Records:
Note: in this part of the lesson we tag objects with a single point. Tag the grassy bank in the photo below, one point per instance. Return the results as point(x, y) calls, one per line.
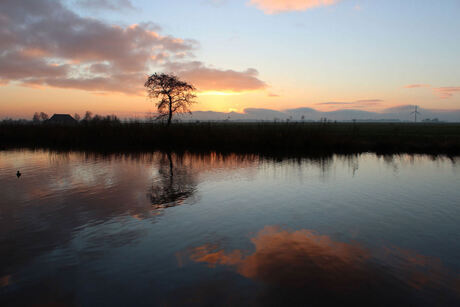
point(260, 138)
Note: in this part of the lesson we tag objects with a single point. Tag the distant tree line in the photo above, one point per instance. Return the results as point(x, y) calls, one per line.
point(88, 118)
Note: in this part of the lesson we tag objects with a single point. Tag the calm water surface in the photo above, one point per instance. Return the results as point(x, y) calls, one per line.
point(167, 230)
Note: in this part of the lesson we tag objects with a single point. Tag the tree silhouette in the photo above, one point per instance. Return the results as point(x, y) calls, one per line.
point(174, 185)
point(174, 95)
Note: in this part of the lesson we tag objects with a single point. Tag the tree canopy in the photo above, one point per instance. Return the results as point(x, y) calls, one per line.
point(172, 94)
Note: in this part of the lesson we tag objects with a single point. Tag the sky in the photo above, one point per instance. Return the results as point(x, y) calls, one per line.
point(70, 56)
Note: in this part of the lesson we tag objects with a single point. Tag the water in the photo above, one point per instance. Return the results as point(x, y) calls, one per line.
point(158, 229)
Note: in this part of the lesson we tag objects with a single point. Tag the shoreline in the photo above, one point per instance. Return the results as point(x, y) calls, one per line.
point(262, 138)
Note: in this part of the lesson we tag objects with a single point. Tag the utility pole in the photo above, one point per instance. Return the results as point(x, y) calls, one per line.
point(415, 113)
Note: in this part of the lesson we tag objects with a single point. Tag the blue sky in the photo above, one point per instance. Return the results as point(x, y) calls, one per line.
point(345, 51)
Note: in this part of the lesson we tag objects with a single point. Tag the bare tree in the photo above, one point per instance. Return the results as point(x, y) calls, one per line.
point(44, 116)
point(36, 117)
point(40, 117)
point(173, 95)
point(88, 116)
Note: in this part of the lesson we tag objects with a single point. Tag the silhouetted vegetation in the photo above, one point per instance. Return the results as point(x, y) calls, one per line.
point(109, 134)
point(174, 95)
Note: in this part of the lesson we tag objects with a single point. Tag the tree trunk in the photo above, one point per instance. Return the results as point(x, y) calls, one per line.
point(170, 112)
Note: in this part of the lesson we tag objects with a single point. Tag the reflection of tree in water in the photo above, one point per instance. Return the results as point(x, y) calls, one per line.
point(175, 184)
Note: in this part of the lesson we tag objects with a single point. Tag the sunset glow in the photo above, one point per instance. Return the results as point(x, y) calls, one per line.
point(325, 54)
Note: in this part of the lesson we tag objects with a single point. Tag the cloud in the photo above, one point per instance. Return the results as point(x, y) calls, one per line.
point(209, 78)
point(278, 6)
point(307, 266)
point(447, 91)
point(114, 5)
point(400, 113)
point(44, 43)
point(355, 104)
point(417, 86)
point(444, 92)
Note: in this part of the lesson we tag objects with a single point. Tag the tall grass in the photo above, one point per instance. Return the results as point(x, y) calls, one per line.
point(262, 138)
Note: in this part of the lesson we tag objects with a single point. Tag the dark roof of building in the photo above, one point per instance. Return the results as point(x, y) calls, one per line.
point(62, 119)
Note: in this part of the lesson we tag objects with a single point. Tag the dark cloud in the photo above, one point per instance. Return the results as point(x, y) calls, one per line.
point(43, 42)
point(209, 78)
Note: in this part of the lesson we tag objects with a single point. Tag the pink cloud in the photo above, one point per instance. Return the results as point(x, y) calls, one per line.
point(444, 92)
point(417, 86)
point(278, 6)
point(44, 43)
point(213, 79)
point(447, 91)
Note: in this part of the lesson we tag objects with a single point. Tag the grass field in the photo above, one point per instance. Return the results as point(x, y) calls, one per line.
point(261, 138)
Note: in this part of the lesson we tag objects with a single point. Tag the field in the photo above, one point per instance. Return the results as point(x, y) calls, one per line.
point(259, 138)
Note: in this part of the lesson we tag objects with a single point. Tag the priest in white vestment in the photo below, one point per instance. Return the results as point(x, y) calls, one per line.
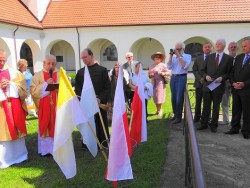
point(13, 113)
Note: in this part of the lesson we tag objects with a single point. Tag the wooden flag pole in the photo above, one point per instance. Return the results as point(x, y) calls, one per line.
point(106, 136)
point(131, 119)
point(98, 142)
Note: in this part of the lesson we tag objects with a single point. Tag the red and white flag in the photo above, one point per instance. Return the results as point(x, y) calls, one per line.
point(89, 107)
point(119, 166)
point(138, 130)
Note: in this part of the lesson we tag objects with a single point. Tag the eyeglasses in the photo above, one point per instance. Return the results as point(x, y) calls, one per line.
point(157, 56)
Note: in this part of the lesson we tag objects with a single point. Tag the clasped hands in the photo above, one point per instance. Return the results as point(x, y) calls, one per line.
point(217, 80)
point(4, 83)
point(238, 85)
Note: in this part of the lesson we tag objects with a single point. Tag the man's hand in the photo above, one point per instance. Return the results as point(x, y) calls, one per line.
point(98, 100)
point(238, 85)
point(209, 79)
point(50, 81)
point(4, 83)
point(202, 80)
point(218, 80)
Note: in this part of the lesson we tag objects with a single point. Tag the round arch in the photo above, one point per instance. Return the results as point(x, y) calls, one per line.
point(64, 53)
point(30, 51)
point(143, 49)
point(6, 48)
point(105, 52)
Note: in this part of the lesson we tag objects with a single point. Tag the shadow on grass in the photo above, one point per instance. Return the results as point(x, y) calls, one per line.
point(50, 175)
point(147, 162)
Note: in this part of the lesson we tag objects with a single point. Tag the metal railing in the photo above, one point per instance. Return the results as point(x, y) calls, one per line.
point(193, 171)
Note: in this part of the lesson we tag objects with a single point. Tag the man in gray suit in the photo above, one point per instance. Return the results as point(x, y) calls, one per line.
point(199, 64)
point(217, 68)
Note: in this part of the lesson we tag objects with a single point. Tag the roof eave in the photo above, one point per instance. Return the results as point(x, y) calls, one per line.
point(146, 24)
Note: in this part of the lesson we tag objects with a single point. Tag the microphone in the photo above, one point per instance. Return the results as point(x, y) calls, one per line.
point(50, 73)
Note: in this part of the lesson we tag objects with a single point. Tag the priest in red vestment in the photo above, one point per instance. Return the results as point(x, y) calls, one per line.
point(13, 113)
point(45, 102)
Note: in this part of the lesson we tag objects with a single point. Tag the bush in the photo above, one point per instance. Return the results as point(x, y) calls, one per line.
point(72, 76)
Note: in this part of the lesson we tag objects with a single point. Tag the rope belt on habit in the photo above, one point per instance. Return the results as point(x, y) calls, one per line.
point(179, 74)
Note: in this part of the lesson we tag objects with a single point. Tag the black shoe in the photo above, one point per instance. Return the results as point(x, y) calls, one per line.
point(84, 147)
point(213, 129)
point(172, 118)
point(196, 119)
point(232, 132)
point(246, 136)
point(202, 127)
point(176, 121)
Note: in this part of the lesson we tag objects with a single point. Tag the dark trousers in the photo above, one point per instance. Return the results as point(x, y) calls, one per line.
point(99, 129)
point(241, 104)
point(198, 101)
point(177, 86)
point(211, 97)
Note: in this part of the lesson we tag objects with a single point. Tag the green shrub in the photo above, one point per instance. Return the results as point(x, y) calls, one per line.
point(72, 76)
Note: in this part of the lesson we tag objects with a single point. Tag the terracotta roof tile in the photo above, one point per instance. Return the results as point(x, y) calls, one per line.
point(14, 12)
point(77, 13)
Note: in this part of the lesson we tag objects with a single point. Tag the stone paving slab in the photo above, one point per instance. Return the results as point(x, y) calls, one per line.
point(225, 158)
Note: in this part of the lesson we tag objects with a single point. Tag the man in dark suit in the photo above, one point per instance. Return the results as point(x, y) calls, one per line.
point(217, 68)
point(199, 64)
point(101, 84)
point(129, 66)
point(240, 80)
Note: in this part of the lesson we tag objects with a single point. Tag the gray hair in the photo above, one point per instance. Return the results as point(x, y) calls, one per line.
point(223, 41)
point(181, 44)
point(246, 38)
point(50, 56)
point(2, 51)
point(129, 54)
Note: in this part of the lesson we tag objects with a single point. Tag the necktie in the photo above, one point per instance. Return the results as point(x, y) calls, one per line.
point(245, 59)
point(217, 60)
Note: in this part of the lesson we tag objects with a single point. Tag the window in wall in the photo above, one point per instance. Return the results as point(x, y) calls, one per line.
point(26, 53)
point(194, 49)
point(110, 53)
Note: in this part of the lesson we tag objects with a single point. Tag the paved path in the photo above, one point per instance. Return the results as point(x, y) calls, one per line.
point(225, 159)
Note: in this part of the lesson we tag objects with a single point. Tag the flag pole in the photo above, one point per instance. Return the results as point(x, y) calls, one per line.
point(104, 130)
point(98, 142)
point(131, 119)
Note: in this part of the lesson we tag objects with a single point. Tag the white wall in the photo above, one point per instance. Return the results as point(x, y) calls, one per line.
point(134, 38)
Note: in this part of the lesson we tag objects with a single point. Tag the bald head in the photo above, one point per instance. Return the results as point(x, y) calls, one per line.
point(49, 62)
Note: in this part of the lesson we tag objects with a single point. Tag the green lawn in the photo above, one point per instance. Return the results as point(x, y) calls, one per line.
point(147, 161)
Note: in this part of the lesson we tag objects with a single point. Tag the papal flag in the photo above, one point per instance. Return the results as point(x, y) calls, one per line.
point(120, 151)
point(89, 107)
point(138, 130)
point(68, 116)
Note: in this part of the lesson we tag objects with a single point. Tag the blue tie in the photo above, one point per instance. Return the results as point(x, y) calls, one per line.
point(245, 59)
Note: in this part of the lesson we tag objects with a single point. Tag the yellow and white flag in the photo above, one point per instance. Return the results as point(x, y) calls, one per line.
point(68, 115)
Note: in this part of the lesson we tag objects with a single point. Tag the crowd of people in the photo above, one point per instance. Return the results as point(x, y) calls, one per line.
point(228, 73)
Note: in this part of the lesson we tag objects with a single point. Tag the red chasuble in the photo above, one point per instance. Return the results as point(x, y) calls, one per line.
point(47, 110)
point(14, 113)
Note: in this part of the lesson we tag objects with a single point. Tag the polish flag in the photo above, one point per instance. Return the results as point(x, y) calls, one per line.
point(138, 130)
point(119, 166)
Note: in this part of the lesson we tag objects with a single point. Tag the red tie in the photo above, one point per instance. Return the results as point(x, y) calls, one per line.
point(217, 60)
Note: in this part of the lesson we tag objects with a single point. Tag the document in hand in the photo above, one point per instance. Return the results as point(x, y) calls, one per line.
point(52, 87)
point(213, 85)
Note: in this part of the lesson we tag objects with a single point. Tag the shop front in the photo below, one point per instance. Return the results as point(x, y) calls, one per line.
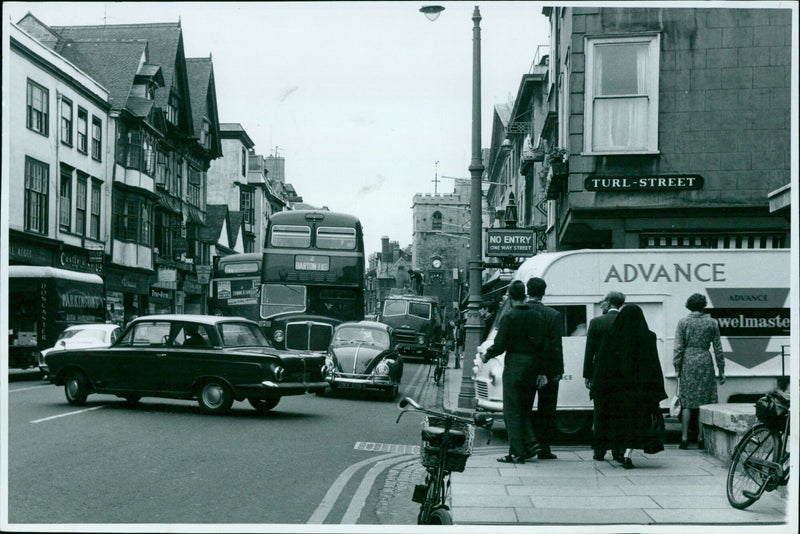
point(127, 293)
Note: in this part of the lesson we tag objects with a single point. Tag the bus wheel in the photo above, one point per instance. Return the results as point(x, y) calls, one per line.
point(76, 389)
point(573, 424)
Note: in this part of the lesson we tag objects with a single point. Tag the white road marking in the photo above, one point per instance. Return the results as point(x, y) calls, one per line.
point(28, 389)
point(360, 497)
point(69, 413)
point(330, 498)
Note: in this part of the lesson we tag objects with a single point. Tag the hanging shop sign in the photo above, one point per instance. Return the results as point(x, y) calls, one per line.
point(660, 182)
point(509, 242)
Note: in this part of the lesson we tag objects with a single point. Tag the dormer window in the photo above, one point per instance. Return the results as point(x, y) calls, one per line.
point(172, 109)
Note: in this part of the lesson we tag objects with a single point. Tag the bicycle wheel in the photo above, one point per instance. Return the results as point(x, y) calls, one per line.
point(743, 475)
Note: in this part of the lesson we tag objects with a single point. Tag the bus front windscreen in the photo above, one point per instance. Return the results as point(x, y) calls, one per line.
point(282, 298)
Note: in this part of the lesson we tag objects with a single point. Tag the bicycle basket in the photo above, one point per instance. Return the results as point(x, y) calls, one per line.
point(456, 460)
point(772, 409)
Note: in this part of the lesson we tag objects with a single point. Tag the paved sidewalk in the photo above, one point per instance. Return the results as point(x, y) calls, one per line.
point(673, 487)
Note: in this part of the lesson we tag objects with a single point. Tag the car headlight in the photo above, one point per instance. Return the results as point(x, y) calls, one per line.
point(382, 368)
point(493, 375)
point(279, 372)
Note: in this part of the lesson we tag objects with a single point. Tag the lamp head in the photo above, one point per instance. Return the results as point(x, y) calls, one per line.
point(431, 12)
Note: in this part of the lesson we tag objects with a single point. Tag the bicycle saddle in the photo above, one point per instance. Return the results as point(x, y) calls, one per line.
point(433, 435)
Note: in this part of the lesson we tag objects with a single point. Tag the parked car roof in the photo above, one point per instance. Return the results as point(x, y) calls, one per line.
point(193, 318)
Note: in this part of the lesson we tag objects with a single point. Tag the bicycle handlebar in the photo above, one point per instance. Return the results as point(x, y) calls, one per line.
point(479, 419)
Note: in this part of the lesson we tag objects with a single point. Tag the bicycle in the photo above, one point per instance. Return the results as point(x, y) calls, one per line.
point(446, 445)
point(761, 458)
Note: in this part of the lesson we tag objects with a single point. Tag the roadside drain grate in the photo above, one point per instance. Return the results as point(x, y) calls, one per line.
point(386, 447)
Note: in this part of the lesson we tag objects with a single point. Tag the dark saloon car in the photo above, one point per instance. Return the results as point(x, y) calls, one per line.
point(213, 359)
point(362, 354)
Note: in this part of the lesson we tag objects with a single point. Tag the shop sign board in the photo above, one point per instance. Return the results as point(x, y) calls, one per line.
point(509, 242)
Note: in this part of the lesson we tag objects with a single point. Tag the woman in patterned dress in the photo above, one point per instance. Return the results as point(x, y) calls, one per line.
point(693, 366)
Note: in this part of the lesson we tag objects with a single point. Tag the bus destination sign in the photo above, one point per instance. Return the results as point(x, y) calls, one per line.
point(312, 263)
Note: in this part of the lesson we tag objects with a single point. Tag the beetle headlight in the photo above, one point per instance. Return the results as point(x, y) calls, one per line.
point(279, 372)
point(382, 368)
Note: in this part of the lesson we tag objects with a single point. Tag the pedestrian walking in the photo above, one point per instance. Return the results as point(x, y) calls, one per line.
point(693, 366)
point(554, 354)
point(599, 327)
point(627, 377)
point(521, 336)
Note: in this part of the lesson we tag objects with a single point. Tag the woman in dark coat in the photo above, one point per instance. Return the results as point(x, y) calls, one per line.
point(628, 374)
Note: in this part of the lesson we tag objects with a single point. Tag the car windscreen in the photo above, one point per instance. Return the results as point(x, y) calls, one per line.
point(420, 309)
point(356, 335)
point(394, 307)
point(90, 335)
point(241, 335)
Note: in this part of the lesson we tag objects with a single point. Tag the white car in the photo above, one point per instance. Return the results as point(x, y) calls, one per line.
point(82, 336)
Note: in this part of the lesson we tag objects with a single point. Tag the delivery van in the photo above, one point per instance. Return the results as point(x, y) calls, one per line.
point(747, 292)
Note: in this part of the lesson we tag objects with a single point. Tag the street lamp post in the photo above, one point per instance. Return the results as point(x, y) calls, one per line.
point(474, 323)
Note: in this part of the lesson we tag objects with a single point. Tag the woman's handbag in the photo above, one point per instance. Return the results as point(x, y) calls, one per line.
point(675, 402)
point(654, 441)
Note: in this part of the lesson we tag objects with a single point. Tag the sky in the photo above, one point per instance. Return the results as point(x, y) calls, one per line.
point(361, 98)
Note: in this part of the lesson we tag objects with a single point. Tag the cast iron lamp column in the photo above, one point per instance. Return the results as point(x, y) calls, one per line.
point(474, 323)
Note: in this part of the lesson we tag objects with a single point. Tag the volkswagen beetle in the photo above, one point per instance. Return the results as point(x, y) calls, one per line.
point(362, 354)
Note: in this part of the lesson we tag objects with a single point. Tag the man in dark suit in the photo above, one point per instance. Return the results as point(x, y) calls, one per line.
point(548, 394)
point(595, 335)
point(521, 336)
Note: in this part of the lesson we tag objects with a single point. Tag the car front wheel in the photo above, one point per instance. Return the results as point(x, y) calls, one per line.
point(215, 397)
point(76, 389)
point(263, 405)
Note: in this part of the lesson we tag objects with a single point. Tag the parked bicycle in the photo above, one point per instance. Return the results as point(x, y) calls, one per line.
point(761, 458)
point(446, 445)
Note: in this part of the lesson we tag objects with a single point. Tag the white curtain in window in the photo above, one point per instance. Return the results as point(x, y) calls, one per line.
point(621, 123)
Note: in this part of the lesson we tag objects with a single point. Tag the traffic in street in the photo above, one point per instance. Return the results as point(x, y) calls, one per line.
point(163, 461)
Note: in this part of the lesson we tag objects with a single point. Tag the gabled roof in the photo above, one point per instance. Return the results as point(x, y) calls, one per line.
point(113, 64)
point(236, 218)
point(200, 72)
point(216, 214)
point(164, 39)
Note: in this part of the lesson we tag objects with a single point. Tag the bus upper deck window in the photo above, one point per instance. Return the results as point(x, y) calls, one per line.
point(336, 238)
point(290, 236)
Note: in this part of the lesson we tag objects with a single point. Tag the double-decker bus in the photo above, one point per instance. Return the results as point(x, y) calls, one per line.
point(235, 285)
point(312, 277)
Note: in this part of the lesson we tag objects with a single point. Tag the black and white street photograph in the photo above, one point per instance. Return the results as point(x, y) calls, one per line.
point(395, 266)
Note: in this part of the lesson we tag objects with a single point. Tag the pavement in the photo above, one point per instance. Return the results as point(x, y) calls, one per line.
point(681, 488)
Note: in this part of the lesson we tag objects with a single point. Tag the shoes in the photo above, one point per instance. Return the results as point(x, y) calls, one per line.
point(627, 463)
point(533, 450)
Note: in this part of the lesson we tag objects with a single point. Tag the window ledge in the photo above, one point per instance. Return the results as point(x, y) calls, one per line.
point(631, 153)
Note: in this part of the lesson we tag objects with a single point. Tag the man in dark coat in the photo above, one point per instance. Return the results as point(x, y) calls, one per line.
point(521, 336)
point(599, 327)
point(548, 395)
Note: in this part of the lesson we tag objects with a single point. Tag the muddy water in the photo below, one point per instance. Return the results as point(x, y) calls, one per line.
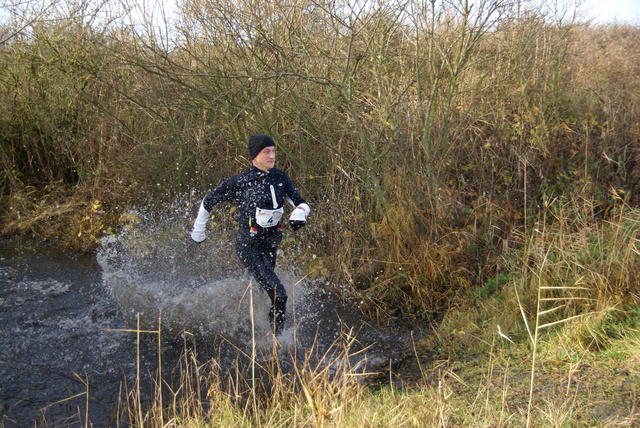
point(54, 315)
point(64, 319)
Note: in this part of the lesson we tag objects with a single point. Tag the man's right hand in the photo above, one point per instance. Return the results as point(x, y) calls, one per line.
point(197, 237)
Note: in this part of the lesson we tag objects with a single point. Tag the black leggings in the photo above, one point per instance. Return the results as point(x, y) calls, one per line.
point(258, 254)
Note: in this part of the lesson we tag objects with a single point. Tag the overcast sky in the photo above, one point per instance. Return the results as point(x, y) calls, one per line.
point(609, 10)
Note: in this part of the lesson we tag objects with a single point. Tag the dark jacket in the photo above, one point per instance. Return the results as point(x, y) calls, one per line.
point(251, 189)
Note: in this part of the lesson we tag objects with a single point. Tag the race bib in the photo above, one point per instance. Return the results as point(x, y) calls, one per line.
point(268, 218)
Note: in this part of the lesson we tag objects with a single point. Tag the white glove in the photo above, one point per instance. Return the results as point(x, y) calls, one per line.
point(299, 216)
point(199, 226)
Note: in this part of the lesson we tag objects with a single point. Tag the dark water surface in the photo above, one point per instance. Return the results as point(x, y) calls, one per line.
point(63, 318)
point(54, 315)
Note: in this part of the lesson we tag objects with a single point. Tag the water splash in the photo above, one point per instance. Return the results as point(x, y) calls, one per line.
point(157, 274)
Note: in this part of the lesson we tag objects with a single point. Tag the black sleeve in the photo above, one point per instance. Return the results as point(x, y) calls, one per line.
point(225, 191)
point(293, 193)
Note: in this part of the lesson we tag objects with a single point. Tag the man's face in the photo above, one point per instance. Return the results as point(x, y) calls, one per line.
point(266, 159)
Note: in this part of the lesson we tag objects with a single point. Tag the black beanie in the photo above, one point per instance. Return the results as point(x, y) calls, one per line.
point(258, 142)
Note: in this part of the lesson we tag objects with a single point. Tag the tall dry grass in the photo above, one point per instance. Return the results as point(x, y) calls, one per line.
point(429, 139)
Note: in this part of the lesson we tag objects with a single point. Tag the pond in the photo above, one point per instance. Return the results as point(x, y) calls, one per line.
point(67, 349)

§ **TASK GOAL**: Give the lines exactly as they stand, from the line with "the black beanie" through the end of the material.

§ **COMPLETE ANSWER**:
Note: in this part of the lesson we tag objects with a single point. Tag the black beanie in the photo above, one point per instance. Return the results as point(x, y) calls, one per line.
point(258, 142)
Note: in this part of the lesson we tag objects with a single point. Tag the tall dry grass in the photo above, one point per instance. Return the results as point(x, y) calls, one per line.
point(429, 139)
Note: in this part of the lesson we tag objects with a single point. Tag the pond in the photo above, one point per instance. Return the results as point(x, y) calls, one per line.
point(67, 349)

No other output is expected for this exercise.